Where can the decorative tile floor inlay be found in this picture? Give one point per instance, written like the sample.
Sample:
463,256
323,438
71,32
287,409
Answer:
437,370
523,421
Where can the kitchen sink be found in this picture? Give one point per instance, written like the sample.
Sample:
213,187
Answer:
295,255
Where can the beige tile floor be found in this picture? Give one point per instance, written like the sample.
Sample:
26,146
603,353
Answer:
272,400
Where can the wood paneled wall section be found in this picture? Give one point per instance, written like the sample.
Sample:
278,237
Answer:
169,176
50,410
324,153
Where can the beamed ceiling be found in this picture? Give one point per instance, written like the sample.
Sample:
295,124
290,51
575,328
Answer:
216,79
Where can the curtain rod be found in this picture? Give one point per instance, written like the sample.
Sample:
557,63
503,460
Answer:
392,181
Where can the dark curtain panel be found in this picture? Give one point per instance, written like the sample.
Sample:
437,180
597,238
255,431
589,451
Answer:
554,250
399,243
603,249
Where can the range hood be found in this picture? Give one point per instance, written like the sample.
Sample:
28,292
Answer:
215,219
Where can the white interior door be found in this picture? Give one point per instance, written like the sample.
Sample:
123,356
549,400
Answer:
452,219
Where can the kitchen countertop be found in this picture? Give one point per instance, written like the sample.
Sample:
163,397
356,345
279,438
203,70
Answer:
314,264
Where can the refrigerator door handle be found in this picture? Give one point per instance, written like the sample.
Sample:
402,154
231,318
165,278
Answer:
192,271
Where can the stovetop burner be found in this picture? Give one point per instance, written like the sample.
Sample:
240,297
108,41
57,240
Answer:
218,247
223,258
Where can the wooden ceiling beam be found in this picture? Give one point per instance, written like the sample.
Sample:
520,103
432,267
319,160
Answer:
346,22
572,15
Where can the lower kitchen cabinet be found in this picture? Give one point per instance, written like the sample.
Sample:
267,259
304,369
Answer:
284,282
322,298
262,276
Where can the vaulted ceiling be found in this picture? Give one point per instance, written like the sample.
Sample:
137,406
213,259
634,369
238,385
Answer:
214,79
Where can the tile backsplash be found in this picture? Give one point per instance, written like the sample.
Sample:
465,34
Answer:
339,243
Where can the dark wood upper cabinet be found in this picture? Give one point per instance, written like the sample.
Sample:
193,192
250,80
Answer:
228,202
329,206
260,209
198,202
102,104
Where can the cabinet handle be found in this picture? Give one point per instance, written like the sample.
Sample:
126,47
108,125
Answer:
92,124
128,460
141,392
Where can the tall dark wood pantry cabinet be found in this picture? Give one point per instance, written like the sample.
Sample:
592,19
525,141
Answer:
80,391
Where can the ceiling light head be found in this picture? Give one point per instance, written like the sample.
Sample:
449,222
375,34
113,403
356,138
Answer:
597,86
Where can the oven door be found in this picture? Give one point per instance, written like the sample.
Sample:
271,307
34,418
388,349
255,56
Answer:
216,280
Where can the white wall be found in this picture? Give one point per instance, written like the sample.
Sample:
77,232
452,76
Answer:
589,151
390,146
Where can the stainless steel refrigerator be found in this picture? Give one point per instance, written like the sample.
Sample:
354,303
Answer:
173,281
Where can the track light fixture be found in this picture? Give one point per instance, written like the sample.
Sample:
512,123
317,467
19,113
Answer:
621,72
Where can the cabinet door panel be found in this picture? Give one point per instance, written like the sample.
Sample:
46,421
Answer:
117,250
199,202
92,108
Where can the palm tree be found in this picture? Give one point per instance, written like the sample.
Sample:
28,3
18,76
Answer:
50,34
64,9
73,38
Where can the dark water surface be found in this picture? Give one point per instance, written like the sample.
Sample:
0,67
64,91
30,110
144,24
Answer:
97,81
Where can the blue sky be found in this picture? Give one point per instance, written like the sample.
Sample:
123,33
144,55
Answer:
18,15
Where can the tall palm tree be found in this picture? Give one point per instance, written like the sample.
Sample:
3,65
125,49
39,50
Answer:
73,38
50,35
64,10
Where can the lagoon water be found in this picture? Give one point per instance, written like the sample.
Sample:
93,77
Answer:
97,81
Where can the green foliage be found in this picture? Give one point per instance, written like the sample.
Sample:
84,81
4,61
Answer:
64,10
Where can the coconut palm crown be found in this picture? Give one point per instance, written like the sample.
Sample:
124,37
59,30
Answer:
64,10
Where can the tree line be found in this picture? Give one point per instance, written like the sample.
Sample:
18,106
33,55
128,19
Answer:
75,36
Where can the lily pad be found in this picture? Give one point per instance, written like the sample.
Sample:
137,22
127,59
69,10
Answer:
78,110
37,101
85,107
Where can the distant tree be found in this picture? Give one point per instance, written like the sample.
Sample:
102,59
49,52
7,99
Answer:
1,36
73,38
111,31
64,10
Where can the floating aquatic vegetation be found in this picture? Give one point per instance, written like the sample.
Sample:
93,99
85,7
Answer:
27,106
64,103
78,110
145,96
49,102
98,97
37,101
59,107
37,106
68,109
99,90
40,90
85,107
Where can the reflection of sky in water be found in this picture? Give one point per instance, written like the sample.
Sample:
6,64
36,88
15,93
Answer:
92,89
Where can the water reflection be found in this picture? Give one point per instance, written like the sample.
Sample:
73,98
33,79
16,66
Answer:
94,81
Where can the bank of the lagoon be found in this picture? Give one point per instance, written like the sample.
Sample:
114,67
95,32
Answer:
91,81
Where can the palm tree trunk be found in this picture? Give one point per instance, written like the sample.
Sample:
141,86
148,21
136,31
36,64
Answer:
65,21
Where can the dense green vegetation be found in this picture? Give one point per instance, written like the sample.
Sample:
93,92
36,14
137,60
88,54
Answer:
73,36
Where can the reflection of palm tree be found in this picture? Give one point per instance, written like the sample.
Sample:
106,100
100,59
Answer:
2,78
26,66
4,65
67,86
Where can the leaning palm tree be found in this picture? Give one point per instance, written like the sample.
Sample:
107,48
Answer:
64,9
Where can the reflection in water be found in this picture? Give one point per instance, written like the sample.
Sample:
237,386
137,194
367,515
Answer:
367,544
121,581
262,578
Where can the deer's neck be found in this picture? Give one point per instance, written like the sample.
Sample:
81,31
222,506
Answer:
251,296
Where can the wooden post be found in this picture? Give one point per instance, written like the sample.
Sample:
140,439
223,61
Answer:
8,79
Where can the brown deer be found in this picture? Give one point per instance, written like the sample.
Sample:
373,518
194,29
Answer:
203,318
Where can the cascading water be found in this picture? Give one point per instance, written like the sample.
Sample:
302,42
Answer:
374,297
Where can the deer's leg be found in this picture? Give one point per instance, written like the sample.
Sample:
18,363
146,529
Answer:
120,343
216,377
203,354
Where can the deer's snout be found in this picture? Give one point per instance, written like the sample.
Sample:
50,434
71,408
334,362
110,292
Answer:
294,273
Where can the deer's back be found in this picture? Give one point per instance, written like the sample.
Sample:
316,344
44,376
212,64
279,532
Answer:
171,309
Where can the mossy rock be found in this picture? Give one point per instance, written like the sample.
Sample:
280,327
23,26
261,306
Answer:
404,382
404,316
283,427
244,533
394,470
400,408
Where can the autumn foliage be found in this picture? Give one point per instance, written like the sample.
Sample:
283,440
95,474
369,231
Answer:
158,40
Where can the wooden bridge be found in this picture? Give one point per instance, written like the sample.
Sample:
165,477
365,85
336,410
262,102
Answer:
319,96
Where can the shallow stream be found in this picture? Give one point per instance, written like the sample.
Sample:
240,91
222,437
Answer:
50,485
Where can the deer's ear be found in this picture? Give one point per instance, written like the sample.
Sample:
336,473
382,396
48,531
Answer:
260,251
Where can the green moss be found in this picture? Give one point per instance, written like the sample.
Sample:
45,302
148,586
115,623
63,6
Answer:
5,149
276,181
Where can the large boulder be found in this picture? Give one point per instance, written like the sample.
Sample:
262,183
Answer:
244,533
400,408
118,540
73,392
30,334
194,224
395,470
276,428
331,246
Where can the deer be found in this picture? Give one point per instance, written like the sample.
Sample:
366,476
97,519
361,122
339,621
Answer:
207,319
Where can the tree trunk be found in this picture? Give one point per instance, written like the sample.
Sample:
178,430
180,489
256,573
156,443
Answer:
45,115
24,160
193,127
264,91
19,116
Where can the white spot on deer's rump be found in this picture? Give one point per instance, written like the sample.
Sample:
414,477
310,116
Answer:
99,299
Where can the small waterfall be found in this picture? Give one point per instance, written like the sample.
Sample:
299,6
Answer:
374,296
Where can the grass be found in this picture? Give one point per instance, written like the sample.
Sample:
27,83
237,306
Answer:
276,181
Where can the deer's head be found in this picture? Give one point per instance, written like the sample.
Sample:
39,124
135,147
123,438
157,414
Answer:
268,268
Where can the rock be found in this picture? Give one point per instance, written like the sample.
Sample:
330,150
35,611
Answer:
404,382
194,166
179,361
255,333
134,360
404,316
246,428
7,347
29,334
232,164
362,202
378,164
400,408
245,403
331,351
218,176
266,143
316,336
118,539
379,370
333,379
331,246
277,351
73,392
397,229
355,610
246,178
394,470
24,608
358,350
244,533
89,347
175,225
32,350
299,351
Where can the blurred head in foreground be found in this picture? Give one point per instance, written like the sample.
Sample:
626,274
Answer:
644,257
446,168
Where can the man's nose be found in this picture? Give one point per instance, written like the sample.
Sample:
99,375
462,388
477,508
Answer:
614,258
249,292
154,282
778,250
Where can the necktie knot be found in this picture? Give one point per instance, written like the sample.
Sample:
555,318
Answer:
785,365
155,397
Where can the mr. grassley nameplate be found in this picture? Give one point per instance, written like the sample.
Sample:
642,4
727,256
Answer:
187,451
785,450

• **Work to do**
Find the line containing "Where can the rock". Reproduce it exactly, along with every line after it through the last.

• **Correct response**
Where can the rock be found in this picture? Give one point per instance, written like the sample.
Sample:
330,150
35,611
Answer:
404,382
194,166
179,361
255,333
134,360
404,316
246,428
7,347
29,334
232,164
362,202
378,164
400,408
245,403
331,351
218,176
266,143
316,336
118,539
379,370
333,379
331,246
277,351
73,392
397,229
355,610
246,178
394,470
24,608
358,350
244,533
89,347
175,225
32,350
299,351
Where can the blurred head in foreground be found in this picture? Give one point per instance, written like the sample.
Sample:
626,274
Answer:
644,257
446,168
Where can the man's nose be found in this picture? Give one point per instance, written like the sample.
Sample:
99,375
462,388
477,508
Answer:
614,258
249,292
154,282
778,250
Where can the necktie knot be found in this picture? Give one point per instance, written like the sample.
Sample:
555,318
Answer:
785,365
155,397
Where can the mr. grassley nameplate be found in this picture? Give one point per instance, written like the sample.
Sample:
642,4
727,256
Answer:
187,451
785,450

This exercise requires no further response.